Maize Agronomy for Southern Victoria

This page is a summary of what I consider to be the best bets for maize agronomy in Southern Victoria. I will update this page as info becomes available
Paddock Selection
  • Choose a paddock with the ability to retain moisture. Clay soils are going to yield significantly higher than sands.
  • Do not plant unless there is at least 1 meter depth of stored moisture. A clean no-till fallow of 6-9 months should achieve this in most years. Double cropping may be possible in a wet spring, if harvest has occured early enough.
  • Maintain soil cover. Standing wheat stubble will act as a mulch, retaining moisture while the crop becomes established. Avoid grazing the fallow, trampling of stubble will lead to faster breakdown significantly reducing ground cover later on. 
  • A summer crop will reduce winter weeds with knockdown herbicides used in the spring prior to planting. Selecting a paddock with winter weed problems will be worthwhile for the whole cropping program. Aim to have good summer weed control in the summer prior to growing a summer crop
Hybrid Selection and Planting Date

  • A range of hybrids from 87 - 112 day CRM have been trialled. Yields have been lower for hybrids less than 100 day. Longer season hybrids (109-112 day) may yield higher in good seasons, although they may 'fall over' in a dry summer. 
  • Best bets so far would be Pioneer 36B08 (103 day) and HSR Maximus (102 day). Pacific Seeds Hycorn 533 (109 day) has also performed well although it is no longer available.
········
To-do list >>
a - Answer these from the maize agronomy page:
(i) What minimum depth of stored moisture should be present before planting?
(ii) Below what day CRM have hybrids yielded lower?
(iii) Which Pacific Seeds hybrid performed well but is no longer available?
b - Resume the maize agronomy page after its last sentence, keeping its style.
None of the data is needed here.

Stored data >>
········
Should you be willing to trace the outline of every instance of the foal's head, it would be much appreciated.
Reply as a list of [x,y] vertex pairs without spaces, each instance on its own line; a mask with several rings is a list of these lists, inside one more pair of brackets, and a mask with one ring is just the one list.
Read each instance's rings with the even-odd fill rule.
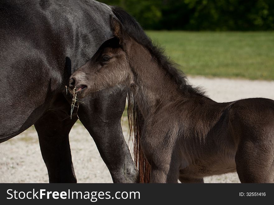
········
Answers >>
a -
(i) At least 1 meter.
(ii) 100 day.
(iii) Hycorn 533 (109 day).

b -
  • Aim to plant from early October. The absolute minimum soil temperature is 10 degrees. It is preferrable to plant at 12 degrees or more. It may be possible to plant in September, however this will be less likely with no till planting. Early planting is preferred as it will help to avoid flowering in the hotter parts of the year. Another benefit is that harvest can start earlier and reduce drying expenses. Rainfall patterns favour early planting with November being our wettest month and then getting progressively drier each month to February, after which rain picks up again.
  • Avoid flowering in late January and Early February. At the moment flowering dates for different hybrids in Southern Victoria have not been recorded.  
  • Stagger flowering dates. Either sow 2-3 different Hybrids, or stagger planting dates. This will help to spread the risk of adverse climatic conditions.
  • How late can we plant? In 2009 we planted a range of hybrids from 87 day to 109 day CRM. The planting date was December 9. The later hybrids performed the best, most likely due to timely March rain. With yields approaching 6t/ha it seems that this date is not too late.
Plant Populations and Row Spacing
  • A rough rule of thumb is to allow 8000 plants for every 1t of target yield. Eg: 5t/ha x 8000 plants/t = 40,000 plants/ha. Quicker (<100 day) hybrids will require more plants and Slower (>110 day) hybrids less.
  • Lower populations will be more reliable. One of the barriers to dryland maize production is the cost of seed. Planting lower populations will not only save money but will also reduce the risk of a failed crop. A population of 30 - 40,000 plants/ha is suggested until we've had more experience, especially in drier summers.
  • Higher populations are necessary for higher yields. Maize does not have the ability to tiller like other cereals. If a plant is producing two cobs, then you are suffering lost yield through low populations. Yields are maximised with one full size cob. On the other hand, you are losing yield if the plants are producing a lot of small cobs.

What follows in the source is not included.